= What you will do =
Which lines in the data below contain the string "negative"? Report each such line in full.

Stored items:
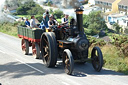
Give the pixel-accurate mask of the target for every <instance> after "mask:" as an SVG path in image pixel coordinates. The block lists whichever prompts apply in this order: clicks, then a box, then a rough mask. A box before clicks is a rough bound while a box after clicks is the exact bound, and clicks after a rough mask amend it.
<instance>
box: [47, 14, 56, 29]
mask: <svg viewBox="0 0 128 85" xmlns="http://www.w3.org/2000/svg"><path fill="white" fill-rule="evenodd" d="M55 25H57V21H56V20H54V19H53V16H49V21H48V26H49V28H51V27H53V26H55Z"/></svg>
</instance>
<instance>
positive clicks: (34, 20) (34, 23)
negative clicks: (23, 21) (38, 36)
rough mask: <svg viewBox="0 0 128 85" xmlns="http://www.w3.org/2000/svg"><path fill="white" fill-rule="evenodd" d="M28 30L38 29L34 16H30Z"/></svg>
mask: <svg viewBox="0 0 128 85" xmlns="http://www.w3.org/2000/svg"><path fill="white" fill-rule="evenodd" d="M30 28H39V27H38V26H37V24H36V22H35V16H31V20H30Z"/></svg>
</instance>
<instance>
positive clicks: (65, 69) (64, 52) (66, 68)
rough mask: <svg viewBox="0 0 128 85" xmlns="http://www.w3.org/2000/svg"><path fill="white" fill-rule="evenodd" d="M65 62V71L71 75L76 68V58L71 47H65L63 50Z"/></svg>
mask: <svg viewBox="0 0 128 85" xmlns="http://www.w3.org/2000/svg"><path fill="white" fill-rule="evenodd" d="M63 64H64V69H65V72H66V73H67V74H69V75H71V74H72V72H73V69H74V60H73V56H72V53H71V51H70V50H69V49H65V50H64V52H63Z"/></svg>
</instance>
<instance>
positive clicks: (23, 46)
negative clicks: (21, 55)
mask: <svg viewBox="0 0 128 85" xmlns="http://www.w3.org/2000/svg"><path fill="white" fill-rule="evenodd" d="M43 32H44V30H42V29H39V28H35V29H30V28H27V27H25V26H18V37H19V38H21V48H22V51H23V53H24V54H25V55H28V54H29V47H32V55H33V56H34V57H35V58H36V59H38V58H40V56H41V55H40V37H41V35H42V33H43Z"/></svg>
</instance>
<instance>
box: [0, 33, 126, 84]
mask: <svg viewBox="0 0 128 85" xmlns="http://www.w3.org/2000/svg"><path fill="white" fill-rule="evenodd" d="M20 42H21V40H20V39H19V38H15V37H12V36H9V35H6V34H3V33H0V83H1V84H2V85H128V76H126V75H123V74H121V73H117V72H114V71H111V70H105V69H103V70H102V71H101V72H95V70H94V69H93V67H92V65H91V64H89V63H86V64H84V65H79V64H75V69H74V72H73V75H67V74H65V72H64V69H63V66H62V63H61V62H58V64H57V67H55V68H46V67H45V66H44V64H43V62H42V60H41V59H40V60H39V59H34V57H33V56H32V55H31V54H30V55H27V56H26V55H23V54H22V51H21V47H20ZM30 53H31V52H30Z"/></svg>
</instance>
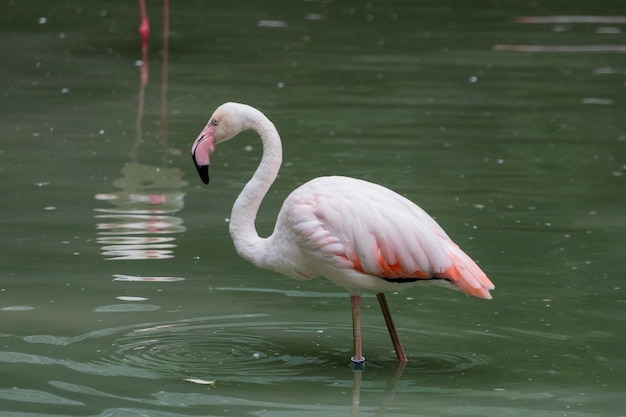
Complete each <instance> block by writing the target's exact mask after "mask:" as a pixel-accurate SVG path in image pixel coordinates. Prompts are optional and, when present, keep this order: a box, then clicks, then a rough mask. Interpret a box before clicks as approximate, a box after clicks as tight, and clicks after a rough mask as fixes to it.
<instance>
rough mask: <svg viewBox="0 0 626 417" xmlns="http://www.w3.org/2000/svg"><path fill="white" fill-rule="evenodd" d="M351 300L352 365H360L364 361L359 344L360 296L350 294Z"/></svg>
mask: <svg viewBox="0 0 626 417" xmlns="http://www.w3.org/2000/svg"><path fill="white" fill-rule="evenodd" d="M350 301H351V302H352V334H353V340H354V356H353V357H352V363H353V364H354V365H362V364H363V362H365V357H363V348H362V346H361V296H360V295H352V296H350Z"/></svg>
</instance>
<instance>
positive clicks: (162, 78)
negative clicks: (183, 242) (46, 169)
mask: <svg viewBox="0 0 626 417" xmlns="http://www.w3.org/2000/svg"><path fill="white" fill-rule="evenodd" d="M140 6H141V14H142V22H141V26H140V29H139V31H140V35H141V38H142V46H141V52H142V61H141V62H140V75H139V97H138V108H137V124H136V129H137V137H136V140H135V142H134V144H133V146H132V149H131V151H130V155H131V162H129V163H127V164H125V165H124V167H123V168H122V177H121V178H118V179H117V180H115V181H114V182H113V185H114V186H115V187H116V188H117V189H119V191H115V192H111V193H98V194H96V196H95V198H96V200H99V201H105V202H108V203H109V204H110V205H109V206H108V207H106V208H102V207H101V208H97V209H95V211H96V212H97V213H98V214H96V216H95V217H96V219H98V224H97V229H98V235H99V237H98V238H97V241H98V243H100V244H102V245H103V246H102V254H103V255H104V256H106V257H107V259H110V260H132V259H167V258H172V257H173V256H174V255H173V248H175V247H176V245H175V244H174V243H173V242H174V241H175V237H173V236H170V235H172V234H177V233H181V232H183V231H185V227H184V226H183V220H182V219H181V218H180V217H176V216H173V214H174V213H176V212H178V211H180V210H181V209H182V208H183V206H184V197H185V194H184V193H183V192H181V191H180V189H181V188H182V187H184V186H185V185H186V182H185V181H183V180H182V176H183V174H182V171H181V170H180V169H178V168H171V167H167V166H162V165H149V164H143V163H139V162H137V159H138V155H139V149H140V146H141V145H142V144H143V137H142V136H143V134H142V132H143V131H142V124H143V115H144V93H145V88H146V85H147V84H148V76H149V72H148V33H149V26H148V21H147V17H146V14H145V4H144V3H143V2H140ZM163 13H164V14H163V63H162V78H161V116H160V121H159V143H158V144H159V147H160V149H161V151H162V152H161V153H163V154H166V155H167V154H170V153H174V152H176V151H173V150H170V149H169V148H168V146H167V140H166V139H167V131H166V124H167V122H166V102H167V68H168V67H167V65H168V35H169V18H168V15H169V14H168V7H167V3H165V5H164V9H163ZM165 163H166V162H165V161H164V162H163V164H165ZM111 205H112V207H111Z"/></svg>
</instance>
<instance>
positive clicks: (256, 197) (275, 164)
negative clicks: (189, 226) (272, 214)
mask: <svg viewBox="0 0 626 417" xmlns="http://www.w3.org/2000/svg"><path fill="white" fill-rule="evenodd" d="M250 111H251V112H252V114H251V115H249V116H250V126H249V127H250V128H251V129H253V130H254V131H255V132H257V133H258V135H259V136H260V138H261V141H262V142H263V156H262V157H261V162H260V163H259V166H258V167H257V169H256V171H255V172H254V175H253V176H252V178H251V179H250V181H248V183H247V184H246V185H245V186H244V188H243V190H242V191H241V193H240V194H239V196H238V197H237V199H236V200H235V204H234V205H233V210H232V213H231V216H230V226H229V227H230V235H231V237H232V239H233V243H234V244H235V249H236V250H237V252H238V253H239V255H240V256H241V257H243V258H244V259H247V260H248V261H250V262H251V263H252V264H254V265H257V266H263V263H264V262H263V259H264V258H265V254H266V249H265V242H266V241H267V239H266V238H262V237H260V236H259V234H258V232H257V230H256V226H255V220H256V216H257V213H258V211H259V207H260V206H261V202H262V201H263V198H264V197H265V195H266V194H267V191H268V190H269V188H270V186H271V185H272V183H273V182H274V180H275V179H276V176H277V175H278V170H279V169H280V165H281V163H282V153H283V152H282V146H281V142H280V136H279V134H278V131H277V130H276V128H275V127H274V124H273V123H272V122H271V121H270V120H269V119H268V118H267V117H265V115H263V113H261V112H260V111H258V110H256V109H253V108H250Z"/></svg>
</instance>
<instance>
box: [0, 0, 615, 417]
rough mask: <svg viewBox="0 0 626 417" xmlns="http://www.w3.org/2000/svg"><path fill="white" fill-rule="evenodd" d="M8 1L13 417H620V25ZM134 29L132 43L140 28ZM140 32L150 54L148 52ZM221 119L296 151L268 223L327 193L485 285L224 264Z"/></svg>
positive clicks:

= Task output =
negative clicks: (23, 21) (38, 36)
negative clicks: (21, 55)
negative clicks: (183, 242) (46, 169)
negative clicks: (189, 226) (272, 214)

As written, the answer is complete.